DOCUMENT SEGMENT:
How should I look at my experience with a stroke? My recovery has been excellent, but the truth that I had a stroke still stands. It’s disturbing.
I come face to face with the age old question: If there is a God, and if he is good and all powerful, why does he allow such evil?
Often, without anything better, we Christians mumble some vague answer or spout a convenient verse. Not terribly helpful.
Timothy Keller’s book, Walking with God Through Pain and Suffering, offers some clear thinking. It begins with a picture of attitudes toward suffering in different world views and religious systems summarized as follows:
Moralistic Transcendent Fatalistic Dualistic Secular Karma Buddhism Islam Marxism
Cause Wrongdoing Illusion Destiny Cosmic conflict Accident
Response Do good Detachment Endurance Purified faithfulness Technique
Resolution Eternal bliss Enlightenment Glory Triumph of Light Society
From Keller’s Walking with God Through Pain and Suffering, p. 28
Keller writes, of these common views of suffering, “Buddhism says accept it, karma says pay it, fatalism says heroically endure it, secularism says avoid it or fix it.” (Keller, p. 30). We see the secular attitude toward suffering on display in our culture in every way. When an accident happens, someone must be blamed. Lawsuits are filed to ensure payment. Laws must be passed to make sure it doesn’t happen again. We strain to control, to limit risk, to protect comfort and happiness at great cost.
Still, people suffer.
Christianity has a much better answer. It promises that everything has a good purpose, that our trials and challenges are for our good and God’s glory, and that it’s all possible because of Jesus Christ and his…suffering.

(Dataset excerpt)
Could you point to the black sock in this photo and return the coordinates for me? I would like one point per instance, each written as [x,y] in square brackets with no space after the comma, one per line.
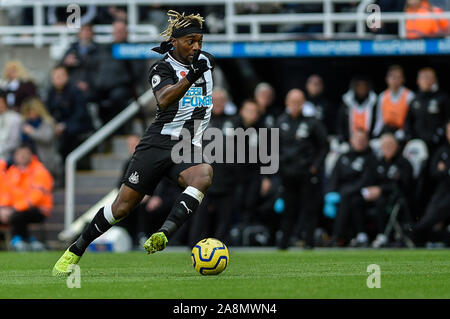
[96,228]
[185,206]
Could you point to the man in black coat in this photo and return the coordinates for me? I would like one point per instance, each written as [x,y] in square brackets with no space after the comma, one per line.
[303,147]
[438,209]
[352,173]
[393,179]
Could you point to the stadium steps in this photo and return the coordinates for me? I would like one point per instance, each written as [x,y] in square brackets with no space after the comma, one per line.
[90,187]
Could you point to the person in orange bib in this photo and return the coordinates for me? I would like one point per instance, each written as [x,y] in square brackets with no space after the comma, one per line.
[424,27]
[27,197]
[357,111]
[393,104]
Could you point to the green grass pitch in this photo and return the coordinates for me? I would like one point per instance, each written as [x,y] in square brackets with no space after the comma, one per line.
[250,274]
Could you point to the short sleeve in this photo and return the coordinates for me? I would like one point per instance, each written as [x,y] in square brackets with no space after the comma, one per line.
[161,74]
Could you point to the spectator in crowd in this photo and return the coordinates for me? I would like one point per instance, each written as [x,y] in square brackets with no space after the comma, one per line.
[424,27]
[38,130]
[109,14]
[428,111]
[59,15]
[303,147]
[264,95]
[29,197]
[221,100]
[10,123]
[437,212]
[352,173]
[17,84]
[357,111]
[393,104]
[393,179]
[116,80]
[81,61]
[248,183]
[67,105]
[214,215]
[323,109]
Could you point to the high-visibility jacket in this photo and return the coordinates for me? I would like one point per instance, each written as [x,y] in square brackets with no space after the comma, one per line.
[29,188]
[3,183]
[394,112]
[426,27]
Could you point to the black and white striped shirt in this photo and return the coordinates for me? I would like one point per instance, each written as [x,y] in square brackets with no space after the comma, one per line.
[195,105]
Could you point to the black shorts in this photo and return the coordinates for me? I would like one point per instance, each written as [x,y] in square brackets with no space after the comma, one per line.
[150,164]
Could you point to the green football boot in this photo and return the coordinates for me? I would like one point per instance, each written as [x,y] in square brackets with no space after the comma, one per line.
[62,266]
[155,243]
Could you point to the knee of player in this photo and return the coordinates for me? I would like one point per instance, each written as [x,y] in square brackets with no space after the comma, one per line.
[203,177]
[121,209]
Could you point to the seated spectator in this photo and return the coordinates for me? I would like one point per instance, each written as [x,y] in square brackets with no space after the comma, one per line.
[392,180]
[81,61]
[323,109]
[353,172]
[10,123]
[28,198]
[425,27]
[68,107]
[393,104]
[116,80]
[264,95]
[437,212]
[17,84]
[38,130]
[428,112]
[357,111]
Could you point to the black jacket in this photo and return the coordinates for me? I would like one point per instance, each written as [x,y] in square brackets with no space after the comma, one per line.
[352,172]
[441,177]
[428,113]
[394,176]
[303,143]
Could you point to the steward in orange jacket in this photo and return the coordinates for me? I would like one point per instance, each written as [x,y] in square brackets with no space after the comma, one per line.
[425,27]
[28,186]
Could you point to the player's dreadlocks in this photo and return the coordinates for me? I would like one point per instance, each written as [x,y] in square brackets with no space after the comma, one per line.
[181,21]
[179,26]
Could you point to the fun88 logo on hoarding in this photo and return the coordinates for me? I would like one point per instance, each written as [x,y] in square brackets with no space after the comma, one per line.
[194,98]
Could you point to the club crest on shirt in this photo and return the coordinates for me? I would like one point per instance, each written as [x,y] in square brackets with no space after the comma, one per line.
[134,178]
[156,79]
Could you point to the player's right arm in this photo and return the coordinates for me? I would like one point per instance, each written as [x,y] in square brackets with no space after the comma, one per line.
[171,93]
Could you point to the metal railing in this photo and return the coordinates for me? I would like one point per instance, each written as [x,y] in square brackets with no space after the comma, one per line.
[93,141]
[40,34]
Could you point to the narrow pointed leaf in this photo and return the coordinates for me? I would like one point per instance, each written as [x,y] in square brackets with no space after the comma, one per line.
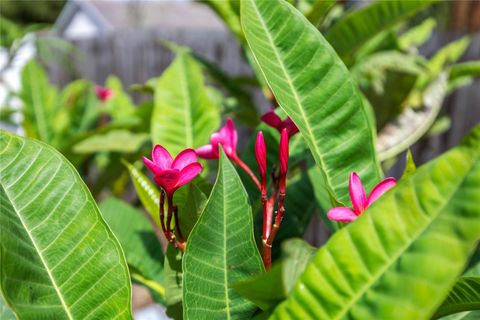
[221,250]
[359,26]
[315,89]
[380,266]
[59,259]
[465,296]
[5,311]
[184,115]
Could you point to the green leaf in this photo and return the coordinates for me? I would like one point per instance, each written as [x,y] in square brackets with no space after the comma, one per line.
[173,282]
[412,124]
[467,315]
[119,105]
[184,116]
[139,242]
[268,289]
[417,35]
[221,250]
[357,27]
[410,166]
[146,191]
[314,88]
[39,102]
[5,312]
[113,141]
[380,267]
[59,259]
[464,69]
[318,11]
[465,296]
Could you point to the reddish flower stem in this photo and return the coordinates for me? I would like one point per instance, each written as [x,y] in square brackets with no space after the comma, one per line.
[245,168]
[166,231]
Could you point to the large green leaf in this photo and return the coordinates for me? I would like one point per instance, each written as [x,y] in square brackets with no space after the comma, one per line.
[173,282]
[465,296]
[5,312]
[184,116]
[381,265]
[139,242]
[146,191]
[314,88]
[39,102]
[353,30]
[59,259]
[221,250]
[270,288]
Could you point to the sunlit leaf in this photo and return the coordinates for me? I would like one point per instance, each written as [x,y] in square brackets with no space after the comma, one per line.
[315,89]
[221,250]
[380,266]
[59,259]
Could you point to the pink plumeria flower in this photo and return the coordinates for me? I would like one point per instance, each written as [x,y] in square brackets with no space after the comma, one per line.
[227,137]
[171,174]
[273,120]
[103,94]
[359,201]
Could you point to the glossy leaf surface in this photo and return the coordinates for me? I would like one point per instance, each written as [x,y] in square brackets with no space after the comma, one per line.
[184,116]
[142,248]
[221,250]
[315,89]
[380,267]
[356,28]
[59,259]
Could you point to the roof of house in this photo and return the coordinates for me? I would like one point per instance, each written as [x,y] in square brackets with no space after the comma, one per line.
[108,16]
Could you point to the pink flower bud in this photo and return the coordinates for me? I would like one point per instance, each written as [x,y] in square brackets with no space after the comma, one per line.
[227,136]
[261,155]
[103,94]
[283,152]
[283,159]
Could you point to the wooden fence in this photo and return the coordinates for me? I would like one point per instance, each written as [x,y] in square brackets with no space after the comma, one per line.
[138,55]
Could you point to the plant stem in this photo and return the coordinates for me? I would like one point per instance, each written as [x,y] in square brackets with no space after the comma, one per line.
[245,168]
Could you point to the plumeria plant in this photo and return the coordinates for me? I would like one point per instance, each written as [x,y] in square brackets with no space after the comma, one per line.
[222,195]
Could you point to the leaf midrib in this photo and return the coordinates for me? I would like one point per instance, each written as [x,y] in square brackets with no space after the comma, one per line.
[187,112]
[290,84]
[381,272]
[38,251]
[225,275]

...

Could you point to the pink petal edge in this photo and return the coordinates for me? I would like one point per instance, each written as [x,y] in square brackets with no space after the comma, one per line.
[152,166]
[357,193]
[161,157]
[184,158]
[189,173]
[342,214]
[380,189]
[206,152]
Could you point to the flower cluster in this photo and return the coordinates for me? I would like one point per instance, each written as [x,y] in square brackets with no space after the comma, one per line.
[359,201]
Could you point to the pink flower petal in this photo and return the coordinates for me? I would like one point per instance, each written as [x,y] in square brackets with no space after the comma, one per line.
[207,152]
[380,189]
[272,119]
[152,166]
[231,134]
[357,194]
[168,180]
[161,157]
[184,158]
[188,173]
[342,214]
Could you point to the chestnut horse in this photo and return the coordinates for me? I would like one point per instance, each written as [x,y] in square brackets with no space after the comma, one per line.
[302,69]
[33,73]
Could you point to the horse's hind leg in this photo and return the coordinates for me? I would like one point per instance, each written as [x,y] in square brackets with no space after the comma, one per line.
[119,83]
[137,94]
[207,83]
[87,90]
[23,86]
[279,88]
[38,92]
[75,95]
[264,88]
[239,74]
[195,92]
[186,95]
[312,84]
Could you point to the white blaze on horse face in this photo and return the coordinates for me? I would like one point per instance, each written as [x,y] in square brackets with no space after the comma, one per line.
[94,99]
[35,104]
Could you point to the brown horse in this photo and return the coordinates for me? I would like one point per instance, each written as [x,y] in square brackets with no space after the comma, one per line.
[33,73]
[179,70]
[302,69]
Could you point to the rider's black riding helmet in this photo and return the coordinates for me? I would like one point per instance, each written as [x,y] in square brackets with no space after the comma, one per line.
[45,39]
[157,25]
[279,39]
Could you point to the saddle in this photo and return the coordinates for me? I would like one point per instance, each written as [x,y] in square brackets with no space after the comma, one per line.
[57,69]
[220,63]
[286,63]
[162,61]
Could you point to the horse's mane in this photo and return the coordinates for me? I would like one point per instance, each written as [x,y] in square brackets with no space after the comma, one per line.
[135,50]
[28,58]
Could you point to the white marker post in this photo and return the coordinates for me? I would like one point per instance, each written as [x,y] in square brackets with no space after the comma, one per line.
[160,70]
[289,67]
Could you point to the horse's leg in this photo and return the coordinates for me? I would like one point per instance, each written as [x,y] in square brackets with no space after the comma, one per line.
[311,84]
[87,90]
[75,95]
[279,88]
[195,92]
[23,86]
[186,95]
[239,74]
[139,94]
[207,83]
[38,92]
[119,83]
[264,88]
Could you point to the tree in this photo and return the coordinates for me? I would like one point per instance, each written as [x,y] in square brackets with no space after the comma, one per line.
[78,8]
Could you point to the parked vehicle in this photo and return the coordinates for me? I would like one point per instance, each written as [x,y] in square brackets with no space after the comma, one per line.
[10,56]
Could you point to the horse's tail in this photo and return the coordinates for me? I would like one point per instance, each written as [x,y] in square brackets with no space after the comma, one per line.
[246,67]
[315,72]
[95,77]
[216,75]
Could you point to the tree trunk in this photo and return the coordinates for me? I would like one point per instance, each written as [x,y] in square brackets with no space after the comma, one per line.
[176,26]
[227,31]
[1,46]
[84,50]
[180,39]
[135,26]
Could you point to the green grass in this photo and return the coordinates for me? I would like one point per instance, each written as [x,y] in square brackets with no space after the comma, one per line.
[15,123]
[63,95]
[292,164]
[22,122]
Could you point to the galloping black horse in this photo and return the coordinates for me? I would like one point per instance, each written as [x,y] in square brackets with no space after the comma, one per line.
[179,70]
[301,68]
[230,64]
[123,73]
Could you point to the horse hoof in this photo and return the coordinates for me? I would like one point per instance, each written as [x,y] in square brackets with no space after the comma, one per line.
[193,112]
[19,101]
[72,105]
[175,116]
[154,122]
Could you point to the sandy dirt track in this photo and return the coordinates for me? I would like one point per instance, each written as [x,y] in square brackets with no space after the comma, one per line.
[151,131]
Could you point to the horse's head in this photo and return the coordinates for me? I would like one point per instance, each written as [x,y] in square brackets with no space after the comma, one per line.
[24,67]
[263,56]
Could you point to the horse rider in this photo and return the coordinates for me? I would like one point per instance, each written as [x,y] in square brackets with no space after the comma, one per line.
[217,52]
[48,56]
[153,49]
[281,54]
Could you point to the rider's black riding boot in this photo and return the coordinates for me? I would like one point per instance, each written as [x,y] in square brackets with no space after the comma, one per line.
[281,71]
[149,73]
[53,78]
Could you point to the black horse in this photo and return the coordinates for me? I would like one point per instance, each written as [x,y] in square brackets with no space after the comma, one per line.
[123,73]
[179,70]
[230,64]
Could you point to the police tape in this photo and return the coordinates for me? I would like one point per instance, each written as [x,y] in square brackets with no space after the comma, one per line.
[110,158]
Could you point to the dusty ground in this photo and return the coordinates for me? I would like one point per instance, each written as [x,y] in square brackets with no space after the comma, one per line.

GIVEN EXERCISE: Copy from the reflection on suffering above the passage that begins with the words containing "How should I" and ends with "allow such evil?". Keep its wording unchanged.

FINAL ANSWER:
How should I look at my experience with a stroke? My recovery has been excellent, but the truth that I had a stroke still stands. It’s disturbing.
I come face to face with the age old question: If there is a God, and if he is good and all powerful, why does he allow such evil?